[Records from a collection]
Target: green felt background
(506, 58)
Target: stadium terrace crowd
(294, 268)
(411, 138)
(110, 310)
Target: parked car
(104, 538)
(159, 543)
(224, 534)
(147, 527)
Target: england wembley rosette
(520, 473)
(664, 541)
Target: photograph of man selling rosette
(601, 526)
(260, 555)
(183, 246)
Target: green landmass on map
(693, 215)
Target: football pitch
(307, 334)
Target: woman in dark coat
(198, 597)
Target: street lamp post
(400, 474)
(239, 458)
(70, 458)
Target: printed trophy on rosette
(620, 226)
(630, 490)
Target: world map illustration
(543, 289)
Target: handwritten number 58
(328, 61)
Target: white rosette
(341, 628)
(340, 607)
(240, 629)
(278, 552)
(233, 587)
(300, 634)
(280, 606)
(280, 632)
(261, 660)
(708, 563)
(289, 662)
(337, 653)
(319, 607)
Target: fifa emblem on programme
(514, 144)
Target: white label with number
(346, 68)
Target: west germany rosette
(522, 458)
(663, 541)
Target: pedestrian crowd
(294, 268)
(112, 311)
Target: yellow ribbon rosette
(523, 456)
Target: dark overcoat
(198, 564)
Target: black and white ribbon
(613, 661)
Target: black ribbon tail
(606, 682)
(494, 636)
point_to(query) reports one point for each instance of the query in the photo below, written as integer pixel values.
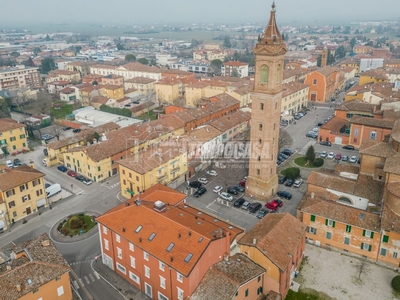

◆ Work to do: Please write out all the lines above again, with their requests, adding -104 to every coordinate in the answers. Leave the pictures out.

◆ Response for this exercise:
Target: green felt background
(402, -46)
Target: stadium terrace crowd
(190, 164)
(307, 34)
(6, 206)
Target: parked car
(0, 434)
(55, 439)
(120, 430)
(43, 423)
Target: england wembley rosette
(416, 369)
(560, 437)
Target: photograph of man selling rosette
(497, 422)
(156, 451)
(79, 142)
Target: green landmass on map
(589, 111)
Target: football pitch
(203, 230)
Target: woman in dark coat
(94, 493)
Target: street lamp post
(296, 370)
(135, 354)
(-34, 354)
Target: printed trophy on rosette
(516, 122)
(526, 386)
Target: world map illustration
(439, 185)
Target: handwritten number 58
(224, -43)
Target: white rosette
(237, 524)
(236, 503)
(136, 525)
(174, 448)
(129, 483)
(196, 530)
(176, 502)
(176, 528)
(157, 556)
(604, 459)
(185, 558)
(233, 549)
(215, 503)
Target: fifa emblem on programme
(410, 40)
Target: white label with number
(242, -36)
Target: west germany rosette
(418, 354)
(559, 437)
Target: pedestrian crowd
(190, 164)
(8, 207)
Target: yellow ribbon rosette
(419, 352)
Target: dark overcoat
(94, 460)
Target: black and white ribbon
(509, 557)
Target: black ribbon tail
(502, 578)
(390, 532)
point_to(query) reports one point for each instance of the query in the photo below, written as integer pixel values.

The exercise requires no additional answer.